What the exercise asks »
Copy each of the records exactly.

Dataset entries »

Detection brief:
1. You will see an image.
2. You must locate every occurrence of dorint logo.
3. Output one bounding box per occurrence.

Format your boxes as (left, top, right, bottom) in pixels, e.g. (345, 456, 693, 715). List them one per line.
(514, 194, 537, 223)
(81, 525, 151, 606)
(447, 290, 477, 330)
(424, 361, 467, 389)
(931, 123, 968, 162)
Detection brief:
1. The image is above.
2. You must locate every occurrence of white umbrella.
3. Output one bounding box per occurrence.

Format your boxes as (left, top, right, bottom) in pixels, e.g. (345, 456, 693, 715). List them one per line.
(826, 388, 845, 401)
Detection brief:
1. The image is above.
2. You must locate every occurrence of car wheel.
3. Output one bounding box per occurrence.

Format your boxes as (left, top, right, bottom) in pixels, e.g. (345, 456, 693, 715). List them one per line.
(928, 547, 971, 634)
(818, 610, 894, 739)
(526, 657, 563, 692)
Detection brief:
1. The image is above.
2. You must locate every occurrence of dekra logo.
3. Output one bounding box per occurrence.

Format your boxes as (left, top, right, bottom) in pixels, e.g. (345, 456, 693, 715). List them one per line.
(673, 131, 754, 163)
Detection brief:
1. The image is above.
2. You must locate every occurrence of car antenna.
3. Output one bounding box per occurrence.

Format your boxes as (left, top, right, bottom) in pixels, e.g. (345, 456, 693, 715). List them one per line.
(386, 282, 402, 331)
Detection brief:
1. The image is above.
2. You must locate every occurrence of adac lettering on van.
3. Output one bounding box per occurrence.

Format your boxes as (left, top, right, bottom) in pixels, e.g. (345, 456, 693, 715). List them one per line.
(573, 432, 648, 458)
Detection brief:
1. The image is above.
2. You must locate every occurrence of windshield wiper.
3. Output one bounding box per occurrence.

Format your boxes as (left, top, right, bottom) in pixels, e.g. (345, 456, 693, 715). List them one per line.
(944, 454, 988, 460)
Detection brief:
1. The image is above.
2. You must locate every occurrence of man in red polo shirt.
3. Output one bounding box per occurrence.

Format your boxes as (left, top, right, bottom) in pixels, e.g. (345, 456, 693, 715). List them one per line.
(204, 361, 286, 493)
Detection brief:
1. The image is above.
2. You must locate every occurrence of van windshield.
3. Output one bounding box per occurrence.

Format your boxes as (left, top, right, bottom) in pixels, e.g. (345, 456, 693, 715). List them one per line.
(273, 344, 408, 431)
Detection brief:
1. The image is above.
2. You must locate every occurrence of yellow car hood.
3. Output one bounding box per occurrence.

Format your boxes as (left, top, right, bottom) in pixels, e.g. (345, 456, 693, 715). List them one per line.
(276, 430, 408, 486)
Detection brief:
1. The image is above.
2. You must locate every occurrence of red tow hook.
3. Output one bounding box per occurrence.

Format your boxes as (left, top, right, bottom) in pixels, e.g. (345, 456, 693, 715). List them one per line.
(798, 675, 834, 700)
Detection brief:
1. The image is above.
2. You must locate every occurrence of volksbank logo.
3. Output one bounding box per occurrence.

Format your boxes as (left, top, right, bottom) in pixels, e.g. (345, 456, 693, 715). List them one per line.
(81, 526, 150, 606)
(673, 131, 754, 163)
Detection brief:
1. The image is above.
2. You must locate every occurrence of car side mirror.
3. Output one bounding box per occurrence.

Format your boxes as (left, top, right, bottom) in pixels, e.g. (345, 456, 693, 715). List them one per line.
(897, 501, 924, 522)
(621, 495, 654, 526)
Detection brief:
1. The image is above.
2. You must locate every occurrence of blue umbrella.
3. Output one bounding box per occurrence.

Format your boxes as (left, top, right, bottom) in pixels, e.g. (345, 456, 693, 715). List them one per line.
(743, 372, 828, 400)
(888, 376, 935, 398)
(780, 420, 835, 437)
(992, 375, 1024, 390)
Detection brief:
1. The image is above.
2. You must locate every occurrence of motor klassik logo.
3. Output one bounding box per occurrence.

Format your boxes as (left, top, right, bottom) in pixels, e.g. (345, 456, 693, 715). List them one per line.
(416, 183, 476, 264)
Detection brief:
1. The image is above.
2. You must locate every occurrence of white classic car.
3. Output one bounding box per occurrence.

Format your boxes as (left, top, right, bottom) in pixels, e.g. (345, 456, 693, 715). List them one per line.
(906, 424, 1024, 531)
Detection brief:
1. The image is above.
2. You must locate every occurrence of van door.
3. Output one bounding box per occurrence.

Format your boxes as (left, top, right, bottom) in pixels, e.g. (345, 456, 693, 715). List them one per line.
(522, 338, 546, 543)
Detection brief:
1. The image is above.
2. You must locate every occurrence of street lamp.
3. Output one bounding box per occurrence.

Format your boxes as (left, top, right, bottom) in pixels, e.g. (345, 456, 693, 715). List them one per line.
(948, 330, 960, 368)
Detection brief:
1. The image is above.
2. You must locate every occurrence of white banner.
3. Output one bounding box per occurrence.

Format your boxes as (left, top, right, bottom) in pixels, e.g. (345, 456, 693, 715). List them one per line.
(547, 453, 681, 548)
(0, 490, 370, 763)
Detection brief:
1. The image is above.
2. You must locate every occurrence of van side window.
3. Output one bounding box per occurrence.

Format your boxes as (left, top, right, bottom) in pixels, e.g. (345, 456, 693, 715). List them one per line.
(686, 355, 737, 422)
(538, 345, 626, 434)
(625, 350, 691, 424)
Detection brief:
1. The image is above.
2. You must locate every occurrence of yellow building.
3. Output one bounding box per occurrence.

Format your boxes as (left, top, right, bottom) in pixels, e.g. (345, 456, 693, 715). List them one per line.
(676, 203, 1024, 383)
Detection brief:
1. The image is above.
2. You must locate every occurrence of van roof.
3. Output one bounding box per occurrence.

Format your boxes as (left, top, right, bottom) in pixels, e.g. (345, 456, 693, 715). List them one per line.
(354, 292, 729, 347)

Solution for this exercise »
Detection brief:
1. You will see an image.
2. You must locate every occurrence of dorint logo.
3. Output one bounding box per occurrence.

Format your boxes as (left, top, right, bottom) in pixels, e.g. (345, 456, 693, 715). List them one per line.
(514, 194, 537, 223)
(81, 525, 151, 606)
(447, 290, 477, 330)
(424, 361, 467, 389)
(931, 123, 968, 162)
Detection brief:
1. The image is above.
2. You must locate every occurrence of white umbrella.
3. Output one bounding box per occurrence.

Format your boxes as (left, top, right, bottom) in pixels, e.g. (345, 456, 693, 715). List them one per line.
(826, 388, 845, 401)
Detection brief:
1. The image is above.
2. You must locate every occurrence of car wheel.
3. Output one bounding box per occurrence.

Format your boxes as (left, top, right, bottom) in pixels, e.g. (345, 456, 693, 715). List them one per line.
(928, 547, 971, 634)
(818, 610, 894, 739)
(526, 657, 563, 692)
Detection brief:
1. The image is above.
2. You must locate every occurrence of dekra logo.
3. Output one bounding box per occurrence.

Format your boxes as (left, top, right, bottom) in pixels, e.g. (345, 456, 693, 715). List them one per line.
(673, 131, 754, 163)
Detection brief:
1. The image is above.
2. You must locate every occurrence of car antenna.
3. Output one bounding box per occurrence.

Format your boxes as (left, top, right, bottom) in pixels, e.g. (345, 456, 693, 715). List them one per line.
(386, 282, 402, 331)
Detection brief:
1. The image is above.
2. You must locate every occurrence of adac lettering on van.
3. Output one bounding box per occurrence.

Format your boxes as (left, top, right, bottom) in pixels, e.g. (345, 456, 693, 715). List them one per line.
(573, 432, 648, 458)
Detection brief:
1. The image is above.
2. You must locate every occurrence of windshield wiper.
3. Output one bounding box per occurrence.

Format your boxes as (left, top, right, bottom) in pixels, e.g. (345, 456, 693, 715). List them one per line.
(944, 454, 988, 460)
Detection brief:
1. The image is above.
2. You must locate every occurrence of man in red polo shirt.
3. Output one bounding box per occurrence.

Format your boxes as (left, top, right, bottom) in pixels, e.g. (345, 456, 693, 715). List them one per line.
(204, 361, 286, 493)
Detection brief:
1. The image is above.
2. You must locate every occurrence of van windshield.
3. Output one bounding box per occurrence.

Format your boxes as (left, top, right, bottom) in pixels, e.g. (345, 456, 693, 715). List them one per line.
(273, 344, 408, 431)
Detection brief:
1. The image is above.
2. You must locate every occurrence of yellow car hood.
3. Output one bounding box per occurrence.

Format your boxes as (left, top, right, bottom) in pixels, e.g. (345, 456, 693, 715). List them one per line.
(276, 430, 408, 486)
Detection brief:
1. The image is above.
2. You must locate every occurrence of red tow hook.
3. Output one bounding box per occurrence.

Format your boxes as (left, top, right, bottom) in pixels, e.g. (345, 456, 693, 715). List them one per line.
(798, 675, 834, 700)
Detection brief:
1. The image is above.
2. You must locate every occurrence of volksbank logo.
3. Output one bounding box per occurrence.

Format your boxes as (left, top, right, bottom) in pixels, e.g. (345, 456, 693, 715). List them one per line.
(81, 526, 150, 606)
(673, 131, 754, 163)
Detection brief:
1. The image is above.
2. You must locate every occurrence of car side mirror.
3. Output one bounding box per occurrence.

Format your boxes as (left, top, right, bottom) in pixels, e.g. (345, 456, 693, 715). List them one per line.
(897, 501, 924, 522)
(621, 495, 654, 526)
Detection brief:
1. The image is above.
2. You must locate every occurrence of blue umbrella.
3. Output one bounding box per occurrence.

Format your boxes as (left, top, right, bottom) in pixels, e.g. (345, 456, 693, 715). List them one per line.
(743, 372, 828, 400)
(888, 376, 935, 398)
(780, 420, 835, 437)
(992, 375, 1024, 390)
Detection brief:
1. The image is above.
2. You must locate every occurrence of motor klassik logo.
3. Output one bounding box per occurrence.

Format your boxes as (left, top, right, bottom) in pixels, e.g. (345, 456, 693, 715). List them one per line.
(416, 183, 476, 264)
Detection brief:
1. The image is above.
2. You must locate every occurrence of white classic car.
3. Output one bounding box per occurrence.

Format your boxes as (left, top, right, bottom) in pixels, e.g. (345, 456, 693, 715). List them one per line.
(906, 424, 1024, 531)
Detection brief:
1. The image is above.
2. You must locate every occurrence of van door.
3. Output one bounding box per occurrence.

Format your boxes as (left, top, right, bottom) in pixels, e.g. (345, 456, 693, 715). List them one per line.
(522, 338, 546, 543)
Detection brief:
1. The image is above.
2. You must locate every occurrence of street lamp.
3. Output one bounding box per occurrence.

Format your boxes as (left, top, right, bottom) in pixels, e.g. (345, 456, 693, 715). List them one per line.
(948, 330, 960, 368)
Detection brief:
1. The image is above.
2. You must locate every occurrence of white banner.
3. Output one bounding box per occurrence.

Format your boxes as (left, top, right, bottom) in pixels, e.g. (345, 456, 693, 715). List them one per line.
(547, 453, 681, 548)
(0, 490, 370, 763)
Detection brief:
1. The image is above.
2. You must locate every occurrence of van side window.
3. Output one bounding box per occurrence.

Format your boxes as (left, top, right, bottom) in pixels, e.g. (345, 456, 693, 715). List them one per line.
(686, 355, 737, 422)
(538, 345, 626, 434)
(625, 350, 691, 424)
Detection brief:
1. The image is above.
2. You must locate every occurrence of yellow building.
3. Output one bounding box per occurrence.

Format your boxes as (left, top, right, bottom) in pixels, e.g. (345, 456, 693, 715). List them one per line.
(676, 203, 1024, 383)
Detection brief:
1. The image is above.
2. You must locate every occurrence of van roof.
3. Output one bounding box per occurrence.

Format your boxes as (left, top, right, bottom) in pixels, e.g. (345, 456, 693, 715). List them one per line.
(354, 292, 729, 347)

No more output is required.